What to produce: In the mailing-list post below on pl/pgsql style, condense the paragraph beginning "As you said later, a unique constraint" into two sentences that keep its main facts.

Selected text:
== == ==

Re: coalesce in plpgsql, and other style questions

From: Daniel Staal <DStaal(at)usa(dot)net>
To: <pgsql-novice(at)postgresql(dot)org>
Subject: Re: coalesce in plpgsql, and other style questions
Date: 2012-06-13 13:52:03
Message-ID: 0a0291c5528621c342d1559cd6ea34f1@mail.magehandbook.com
Views: Raw Message | Whole Thread | Download mbox | Resend email
Thread:
Lists: pgsql-novice

On 2012-06-12 20:42, Ross Boylan wrote:
> Thanks for your responses. Some followup below.
> On Tue, 2012-06-12 at 16:30 -0700, Jeff Davis wrote:
>> On Tue, 2012-06-12 at 10:46 -0700, Ross Boylan wrote:
>> > I just wrote my first pl/pgsql function, and would appreciate any
>> > comments people have on it. I'll be writing a bunch of similar
>> > functions, with semantics "give me the id of the object if exists,
>> > otherwise create it and give me the id."
>> >
>> > My solution seems excessively procedural to me.
>>
>> I think what you're trying to do is procedural, and that's not
>> necessarily bad. You are trying to get an existing ID if available,
>> or
>> assign a new ID if not; and I assume you are doing so to save the
>> space
>> associated with storing the full names (essentially like dictionary
>> encoding).
>>
>> > I thought I could get
>> > the right semantics with something like
>> > select coalesce((select id from mytable where name='foo'),
>> > (insert into mytable ('name') values('foo') returning id))
>> > but I could not get that to work in plgsql.
>>
>> In pl/pgsql, you can't just use SELECT, you have to use something
>> like
>> SELECT INTO the_id ... or use PERFORM.
>>
>> Also, you have a potential race condition there, because someone
>> might
>> insert "foo" into mytable after the select (first arg to coalesce)
>> and
>> before the insert (second arg to coalesce).
> Practically, it's just me so there shouldn't be any risk. But I'd
> like
> to understand the general issue. I thought transaction would take
> care
> of this, so that within a transaction the state of the database does
> not
> change from actions in other sessions. Then if I commit and have
> conflict, the commit fails.
>
> I guess the sequence I'm using for did assures that did is unique
> across
> all transactions, and so the 2 transactions would not be in conflict,
> since they have different primary keys.
>
> As you said later, a unique constraint on one/some of the other
> fields
> will at least prevent bogus records that are "the same" from my point
> of
> view. I was a bit on the fence about making it unique, since I
> thought
> I might have different hosts that shared the same name. But those
> scenarios are unlikely, and I really don't want to deal with it if it
> does happen.

== == ==

Data shown:
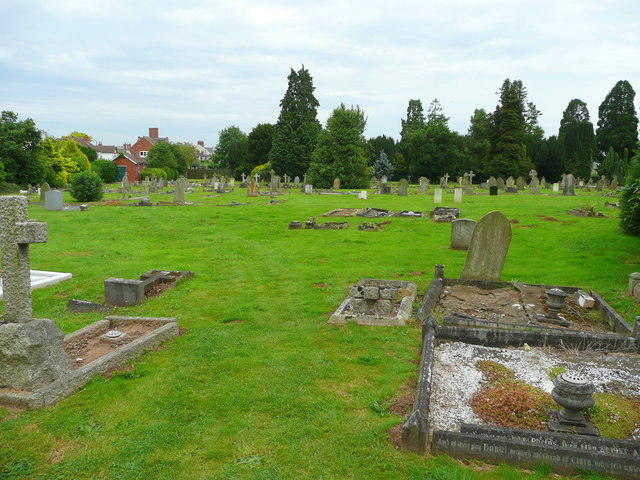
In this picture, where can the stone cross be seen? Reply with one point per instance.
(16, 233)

== == ==

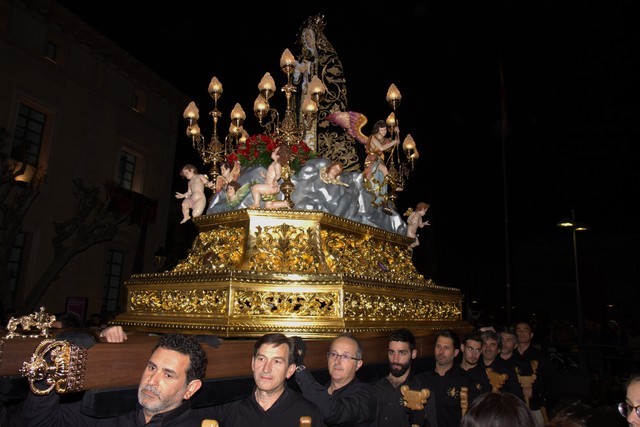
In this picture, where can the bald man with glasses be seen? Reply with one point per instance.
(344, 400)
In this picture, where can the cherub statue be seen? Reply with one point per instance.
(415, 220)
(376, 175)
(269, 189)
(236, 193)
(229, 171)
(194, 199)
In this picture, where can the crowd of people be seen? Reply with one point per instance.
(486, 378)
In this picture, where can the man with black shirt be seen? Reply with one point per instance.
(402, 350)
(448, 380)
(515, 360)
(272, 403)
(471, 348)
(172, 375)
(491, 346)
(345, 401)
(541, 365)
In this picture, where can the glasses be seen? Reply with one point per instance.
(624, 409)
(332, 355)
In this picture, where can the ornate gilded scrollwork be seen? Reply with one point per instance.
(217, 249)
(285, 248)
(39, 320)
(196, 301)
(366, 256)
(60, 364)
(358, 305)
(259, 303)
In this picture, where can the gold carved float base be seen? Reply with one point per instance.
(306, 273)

== == ==

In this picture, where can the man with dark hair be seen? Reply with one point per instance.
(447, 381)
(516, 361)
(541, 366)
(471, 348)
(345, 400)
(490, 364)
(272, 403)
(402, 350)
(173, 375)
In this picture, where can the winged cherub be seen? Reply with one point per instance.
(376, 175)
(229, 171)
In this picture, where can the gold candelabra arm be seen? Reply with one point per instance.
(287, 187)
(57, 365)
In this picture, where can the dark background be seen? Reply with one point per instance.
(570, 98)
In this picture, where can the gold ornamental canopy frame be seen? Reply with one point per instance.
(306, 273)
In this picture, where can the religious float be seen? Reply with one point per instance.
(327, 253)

== == ==

Final result: A unique constraint on one or more of the other fields would at least prevent bogus records that are "the same" from the writer's point of view. The writer hesitated to make it unique because different hosts might share the same name, but considered such cases unlikely and did not want to deal with them if they arose.